Data items:
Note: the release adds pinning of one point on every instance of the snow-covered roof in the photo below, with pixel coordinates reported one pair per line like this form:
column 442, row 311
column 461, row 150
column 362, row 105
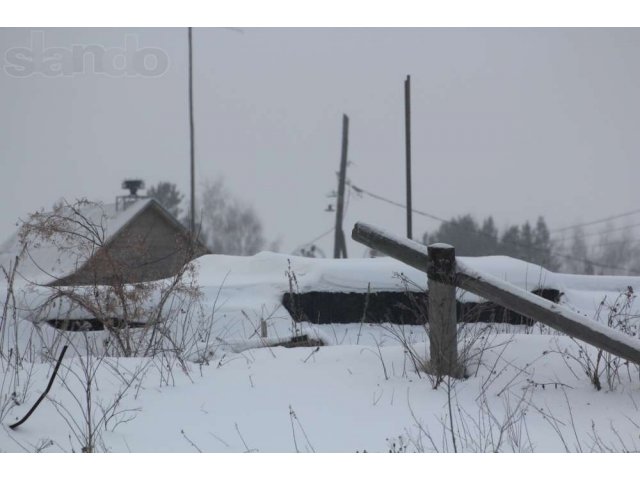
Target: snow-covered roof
column 44, row 262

● Instructions to follow
Please print all the entries exactly as written, but drop the pictures.

● Answer to the exercise
Note: the release adds pinning of one point on every instance of the snow-covered roof in the photo below, with pixel coordinates reported one pair per line like this form:
column 442, row 311
column 461, row 150
column 362, row 105
Target: snow-covered roof
column 44, row 262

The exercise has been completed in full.